- _GOAL OF THE EXERCISE_
Write out the records below word for word, starting at their first line and ending at the line that contains "[704,128,730,203]", with both of those lines included. Leave the pictures out of your answer.

- _DATASET EXCERPTS_
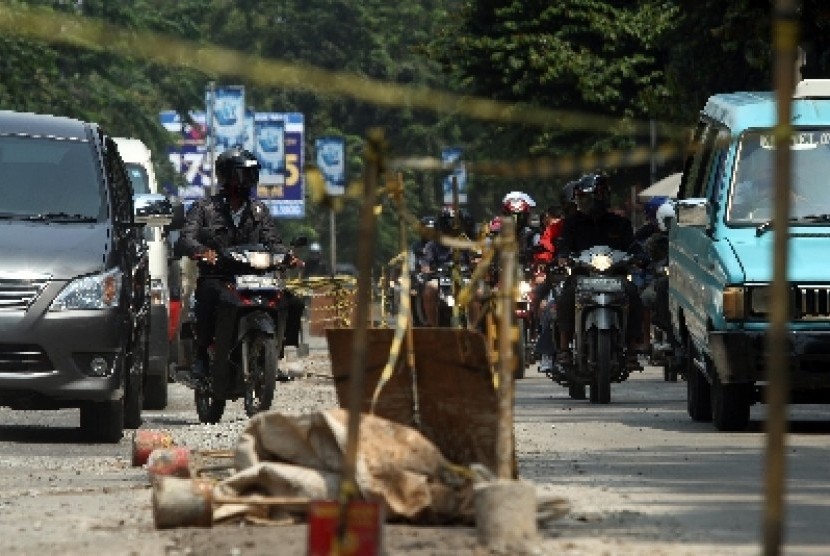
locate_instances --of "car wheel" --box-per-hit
[81,400,124,444]
[712,380,752,432]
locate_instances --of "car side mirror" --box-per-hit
[133,193,173,227]
[167,201,184,232]
[675,198,709,228]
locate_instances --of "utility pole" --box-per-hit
[763,4,799,556]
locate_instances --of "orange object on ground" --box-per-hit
[133,429,175,467]
[147,446,190,479]
[308,500,383,556]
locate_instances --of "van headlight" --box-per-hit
[49,268,123,311]
[722,286,746,320]
[150,278,168,306]
[747,286,772,317]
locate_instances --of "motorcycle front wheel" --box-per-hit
[245,332,277,417]
[194,382,225,425]
[591,330,614,404]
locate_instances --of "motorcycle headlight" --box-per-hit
[150,278,167,305]
[591,255,613,272]
[49,268,123,311]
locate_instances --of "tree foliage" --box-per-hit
[0,0,830,268]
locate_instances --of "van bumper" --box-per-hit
[709,330,830,390]
[0,309,126,409]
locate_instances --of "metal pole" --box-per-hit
[496,218,516,479]
[207,81,219,195]
[329,209,337,276]
[340,130,384,506]
[764,0,799,556]
[649,118,657,185]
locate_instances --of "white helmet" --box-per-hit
[655,201,675,232]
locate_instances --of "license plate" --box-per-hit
[236,275,280,290]
[577,277,623,292]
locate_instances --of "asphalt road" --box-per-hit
[515,367,830,554]
[0,346,830,556]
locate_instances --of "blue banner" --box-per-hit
[314,137,346,195]
[253,120,285,185]
[441,147,467,205]
[159,110,305,218]
[205,85,245,153]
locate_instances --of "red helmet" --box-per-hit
[501,191,536,214]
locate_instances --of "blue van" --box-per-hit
[669,80,830,430]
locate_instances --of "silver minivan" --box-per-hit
[0,111,172,442]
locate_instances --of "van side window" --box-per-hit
[686,125,718,199]
[677,121,707,199]
[105,139,133,224]
[704,128,730,203]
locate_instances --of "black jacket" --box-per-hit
[178,195,282,275]
[557,212,634,255]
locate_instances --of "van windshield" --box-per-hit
[124,162,152,193]
[0,135,107,222]
[726,128,830,225]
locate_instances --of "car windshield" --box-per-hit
[727,128,830,225]
[0,135,106,223]
[124,162,151,193]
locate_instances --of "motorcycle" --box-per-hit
[414,262,472,327]
[551,246,639,404]
[177,240,303,423]
[515,263,548,376]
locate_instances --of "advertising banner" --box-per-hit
[253,120,285,186]
[441,147,467,205]
[210,85,245,153]
[242,110,256,152]
[159,110,305,218]
[315,137,346,195]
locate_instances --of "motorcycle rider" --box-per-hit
[632,195,669,348]
[179,147,303,380]
[419,207,476,326]
[642,200,678,348]
[531,181,576,373]
[556,173,643,369]
[501,191,538,265]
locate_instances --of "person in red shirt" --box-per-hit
[533,182,576,373]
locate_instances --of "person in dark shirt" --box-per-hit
[556,169,643,369]
[177,147,303,380]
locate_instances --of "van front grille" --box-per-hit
[0,276,49,311]
[793,285,830,320]
[0,344,52,373]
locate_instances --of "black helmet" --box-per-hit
[559,180,579,207]
[421,216,438,228]
[573,174,610,201]
[216,147,259,197]
[438,207,473,236]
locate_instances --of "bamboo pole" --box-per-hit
[496,218,516,480]
[338,130,384,524]
[764,0,799,556]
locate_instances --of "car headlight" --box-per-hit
[722,286,746,320]
[49,268,123,311]
[150,278,167,305]
[591,255,614,272]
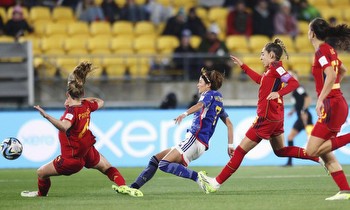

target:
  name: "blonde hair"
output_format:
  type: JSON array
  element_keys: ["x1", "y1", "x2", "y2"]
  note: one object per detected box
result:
[{"x1": 67, "y1": 61, "x2": 94, "y2": 99}]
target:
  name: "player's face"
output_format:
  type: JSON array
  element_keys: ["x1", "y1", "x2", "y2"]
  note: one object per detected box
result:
[
  {"x1": 260, "y1": 47, "x2": 271, "y2": 67},
  {"x1": 197, "y1": 77, "x2": 210, "y2": 94}
]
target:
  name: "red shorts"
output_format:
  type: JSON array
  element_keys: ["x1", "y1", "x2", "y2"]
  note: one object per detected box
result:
[
  {"x1": 245, "y1": 117, "x2": 284, "y2": 143},
  {"x1": 53, "y1": 146, "x2": 100, "y2": 176},
  {"x1": 311, "y1": 96, "x2": 349, "y2": 140}
]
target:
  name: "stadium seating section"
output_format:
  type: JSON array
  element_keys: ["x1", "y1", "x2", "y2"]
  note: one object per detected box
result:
[{"x1": 0, "y1": 0, "x2": 350, "y2": 78}]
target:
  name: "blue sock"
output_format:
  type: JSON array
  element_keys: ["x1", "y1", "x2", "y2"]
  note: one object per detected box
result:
[
  {"x1": 159, "y1": 160, "x2": 198, "y2": 181},
  {"x1": 130, "y1": 156, "x2": 159, "y2": 189}
]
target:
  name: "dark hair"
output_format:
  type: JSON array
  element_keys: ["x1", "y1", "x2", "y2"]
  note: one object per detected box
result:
[
  {"x1": 265, "y1": 38, "x2": 289, "y2": 61},
  {"x1": 201, "y1": 68, "x2": 224, "y2": 90},
  {"x1": 67, "y1": 61, "x2": 94, "y2": 99},
  {"x1": 310, "y1": 18, "x2": 350, "y2": 49}
]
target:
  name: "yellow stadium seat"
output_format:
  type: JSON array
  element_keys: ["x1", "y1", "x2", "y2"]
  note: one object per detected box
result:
[
  {"x1": 127, "y1": 56, "x2": 150, "y2": 78},
  {"x1": 329, "y1": 0, "x2": 350, "y2": 8},
  {"x1": 90, "y1": 21, "x2": 112, "y2": 36},
  {"x1": 0, "y1": 35, "x2": 15, "y2": 42},
  {"x1": 289, "y1": 54, "x2": 312, "y2": 77},
  {"x1": 134, "y1": 35, "x2": 156, "y2": 54},
  {"x1": 112, "y1": 20, "x2": 134, "y2": 36},
  {"x1": 111, "y1": 36, "x2": 134, "y2": 54},
  {"x1": 190, "y1": 35, "x2": 202, "y2": 49},
  {"x1": 64, "y1": 37, "x2": 88, "y2": 55},
  {"x1": 208, "y1": 7, "x2": 228, "y2": 22},
  {"x1": 308, "y1": 0, "x2": 330, "y2": 8},
  {"x1": 249, "y1": 35, "x2": 271, "y2": 53},
  {"x1": 45, "y1": 23, "x2": 67, "y2": 36},
  {"x1": 102, "y1": 57, "x2": 127, "y2": 77},
  {"x1": 3, "y1": 7, "x2": 29, "y2": 21},
  {"x1": 295, "y1": 35, "x2": 315, "y2": 53},
  {"x1": 298, "y1": 21, "x2": 309, "y2": 35},
  {"x1": 41, "y1": 36, "x2": 66, "y2": 55},
  {"x1": 134, "y1": 21, "x2": 156, "y2": 36},
  {"x1": 242, "y1": 55, "x2": 264, "y2": 73},
  {"x1": 29, "y1": 6, "x2": 51, "y2": 22},
  {"x1": 156, "y1": 35, "x2": 180, "y2": 53},
  {"x1": 67, "y1": 21, "x2": 90, "y2": 38},
  {"x1": 225, "y1": 35, "x2": 249, "y2": 53},
  {"x1": 56, "y1": 57, "x2": 79, "y2": 78},
  {"x1": 87, "y1": 37, "x2": 111, "y2": 54},
  {"x1": 271, "y1": 35, "x2": 296, "y2": 53},
  {"x1": 33, "y1": 20, "x2": 52, "y2": 37},
  {"x1": 19, "y1": 36, "x2": 42, "y2": 55},
  {"x1": 52, "y1": 7, "x2": 75, "y2": 22}
]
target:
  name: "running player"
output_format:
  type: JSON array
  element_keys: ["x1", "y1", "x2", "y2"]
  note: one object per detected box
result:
[
  {"x1": 285, "y1": 71, "x2": 313, "y2": 166},
  {"x1": 131, "y1": 69, "x2": 233, "y2": 189},
  {"x1": 306, "y1": 18, "x2": 350, "y2": 200},
  {"x1": 21, "y1": 62, "x2": 143, "y2": 197},
  {"x1": 198, "y1": 39, "x2": 320, "y2": 193}
]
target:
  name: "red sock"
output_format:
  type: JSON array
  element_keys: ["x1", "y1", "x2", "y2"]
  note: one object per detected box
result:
[
  {"x1": 331, "y1": 170, "x2": 350, "y2": 190},
  {"x1": 216, "y1": 146, "x2": 247, "y2": 184},
  {"x1": 274, "y1": 146, "x2": 320, "y2": 163},
  {"x1": 38, "y1": 177, "x2": 51, "y2": 196},
  {"x1": 105, "y1": 167, "x2": 125, "y2": 186},
  {"x1": 331, "y1": 133, "x2": 350, "y2": 151}
]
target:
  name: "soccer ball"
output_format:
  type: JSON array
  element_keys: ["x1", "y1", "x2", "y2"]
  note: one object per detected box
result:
[{"x1": 1, "y1": 137, "x2": 23, "y2": 160}]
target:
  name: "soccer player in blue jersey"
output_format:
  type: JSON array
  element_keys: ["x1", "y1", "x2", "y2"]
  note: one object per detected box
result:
[{"x1": 131, "y1": 69, "x2": 234, "y2": 189}]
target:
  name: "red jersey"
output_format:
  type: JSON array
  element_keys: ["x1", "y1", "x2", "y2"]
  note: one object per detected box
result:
[
  {"x1": 312, "y1": 43, "x2": 342, "y2": 98},
  {"x1": 241, "y1": 61, "x2": 299, "y2": 121},
  {"x1": 58, "y1": 100, "x2": 98, "y2": 158}
]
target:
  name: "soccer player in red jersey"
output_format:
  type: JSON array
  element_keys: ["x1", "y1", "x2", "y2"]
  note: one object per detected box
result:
[
  {"x1": 306, "y1": 18, "x2": 350, "y2": 200},
  {"x1": 21, "y1": 62, "x2": 143, "y2": 197},
  {"x1": 198, "y1": 39, "x2": 322, "y2": 193}
]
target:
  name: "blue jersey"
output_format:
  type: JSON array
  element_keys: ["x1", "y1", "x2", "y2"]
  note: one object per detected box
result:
[{"x1": 189, "y1": 90, "x2": 228, "y2": 148}]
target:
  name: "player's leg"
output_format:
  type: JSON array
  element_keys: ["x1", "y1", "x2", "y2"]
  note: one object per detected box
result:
[
  {"x1": 159, "y1": 137, "x2": 205, "y2": 182},
  {"x1": 21, "y1": 159, "x2": 60, "y2": 197},
  {"x1": 270, "y1": 133, "x2": 320, "y2": 163},
  {"x1": 130, "y1": 148, "x2": 170, "y2": 189},
  {"x1": 321, "y1": 152, "x2": 350, "y2": 200},
  {"x1": 286, "y1": 128, "x2": 299, "y2": 166}
]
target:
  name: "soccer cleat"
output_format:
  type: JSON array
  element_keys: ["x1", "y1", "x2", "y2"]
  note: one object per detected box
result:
[
  {"x1": 318, "y1": 158, "x2": 330, "y2": 176},
  {"x1": 21, "y1": 191, "x2": 39, "y2": 198},
  {"x1": 112, "y1": 185, "x2": 143, "y2": 197},
  {"x1": 198, "y1": 171, "x2": 220, "y2": 194},
  {"x1": 325, "y1": 191, "x2": 350, "y2": 201}
]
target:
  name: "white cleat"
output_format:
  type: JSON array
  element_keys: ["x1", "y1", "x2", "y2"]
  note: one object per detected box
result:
[
  {"x1": 325, "y1": 191, "x2": 350, "y2": 201},
  {"x1": 21, "y1": 191, "x2": 39, "y2": 198}
]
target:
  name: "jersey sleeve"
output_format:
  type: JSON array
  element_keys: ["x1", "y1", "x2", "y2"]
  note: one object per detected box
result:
[
  {"x1": 198, "y1": 91, "x2": 213, "y2": 107},
  {"x1": 86, "y1": 101, "x2": 98, "y2": 112},
  {"x1": 316, "y1": 48, "x2": 331, "y2": 70}
]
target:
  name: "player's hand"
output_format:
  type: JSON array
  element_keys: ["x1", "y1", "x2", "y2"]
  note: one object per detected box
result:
[
  {"x1": 230, "y1": 55, "x2": 243, "y2": 66},
  {"x1": 316, "y1": 100, "x2": 324, "y2": 118},
  {"x1": 227, "y1": 147, "x2": 235, "y2": 157},
  {"x1": 266, "y1": 92, "x2": 280, "y2": 100},
  {"x1": 34, "y1": 105, "x2": 47, "y2": 118},
  {"x1": 174, "y1": 114, "x2": 186, "y2": 124}
]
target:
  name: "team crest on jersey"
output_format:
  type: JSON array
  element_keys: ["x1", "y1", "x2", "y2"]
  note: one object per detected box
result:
[
  {"x1": 318, "y1": 56, "x2": 328, "y2": 67},
  {"x1": 276, "y1": 66, "x2": 286, "y2": 76},
  {"x1": 64, "y1": 113, "x2": 73, "y2": 120}
]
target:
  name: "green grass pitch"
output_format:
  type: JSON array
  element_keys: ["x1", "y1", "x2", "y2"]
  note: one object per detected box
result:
[{"x1": 0, "y1": 165, "x2": 350, "y2": 210}]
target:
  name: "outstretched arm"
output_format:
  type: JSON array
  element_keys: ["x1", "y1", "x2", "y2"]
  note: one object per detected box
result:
[
  {"x1": 175, "y1": 102, "x2": 204, "y2": 124},
  {"x1": 83, "y1": 97, "x2": 104, "y2": 109},
  {"x1": 220, "y1": 117, "x2": 235, "y2": 157},
  {"x1": 230, "y1": 55, "x2": 261, "y2": 84},
  {"x1": 34, "y1": 105, "x2": 72, "y2": 132}
]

- _SOLVED PROBLEM_
locate_instances --of "car wheel" --box-per-hit
[81,400,124,444]
[712,380,752,432]
locate_instances --of "car side mirror" --box-per-hit
[133,193,173,227]
[167,201,184,232]
[675,198,709,228]
locate_instances --of "utility pole" --box-per-hit
[763,4,799,556]
locate_instances --of "orange object on ground" --box-per-hit
[133,429,175,467]
[147,446,190,479]
[308,500,383,556]
locate_instances --of "van headlight" --box-per-hit
[49,268,123,311]
[722,286,746,320]
[150,278,168,306]
[747,286,772,317]
locate_instances --of "motorcycle front wheel" --box-per-hit
[245,332,277,417]
[194,382,225,425]
[591,330,614,404]
locate_instances --of "motorcycle headlight" --box-per-hit
[150,278,167,305]
[591,255,613,272]
[49,268,123,311]
locate_instances --of "tree foliage" --box-per-hit
[0,0,830,268]
locate_instances --of "van bumper" --box-per-hit
[709,330,830,390]
[0,309,126,409]
locate_instances --of "metal pole" --box-per-hit
[496,218,516,479]
[207,81,219,195]
[329,209,337,276]
[340,130,384,506]
[764,0,799,556]
[649,118,657,185]
locate_instances --of "white helmet" --box-per-hit
[655,201,675,232]
locate_instances --of "license plate" --box-per-hit
[236,275,280,290]
[577,277,623,292]
locate_instances --of "asphalt road" --box-per-hit
[515,367,830,554]
[0,346,830,556]
locate_instances --of "blue banner" --box-per-hit
[314,137,346,195]
[253,120,285,185]
[441,147,467,205]
[159,110,305,218]
[205,85,245,153]
locate_instances --of "red helmet" --box-per-hit
[501,191,536,214]
locate_instances --of "blue van" --box-per-hit
[669,80,830,430]
locate_instances --of "silver minivan" --box-per-hit
[0,111,172,442]
locate_instances --of "van side window" --box-per-hit
[686,125,718,199]
[677,121,707,199]
[105,139,133,224]
[704,128,730,203]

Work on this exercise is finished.